> [Written exercise]
Please copy the data below, replacing "forest floor" with "woodland ground" and leaving everything else unchanged.
##### Material shown
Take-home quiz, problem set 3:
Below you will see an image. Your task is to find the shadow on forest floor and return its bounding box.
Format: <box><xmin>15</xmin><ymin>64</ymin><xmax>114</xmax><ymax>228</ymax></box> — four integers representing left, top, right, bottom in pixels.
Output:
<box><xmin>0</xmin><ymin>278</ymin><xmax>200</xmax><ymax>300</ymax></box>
##########
> [Response to this exercise]
Take-home quiz, problem set 3:
Below you will see an image. Your task is to find the shadow on woodland ground and return its bounding box.
Format: <box><xmin>15</xmin><ymin>64</ymin><xmax>114</xmax><ymax>228</ymax></box> — four integers representing left, top, right, bottom in pixels.
Output:
<box><xmin>0</xmin><ymin>278</ymin><xmax>200</xmax><ymax>300</ymax></box>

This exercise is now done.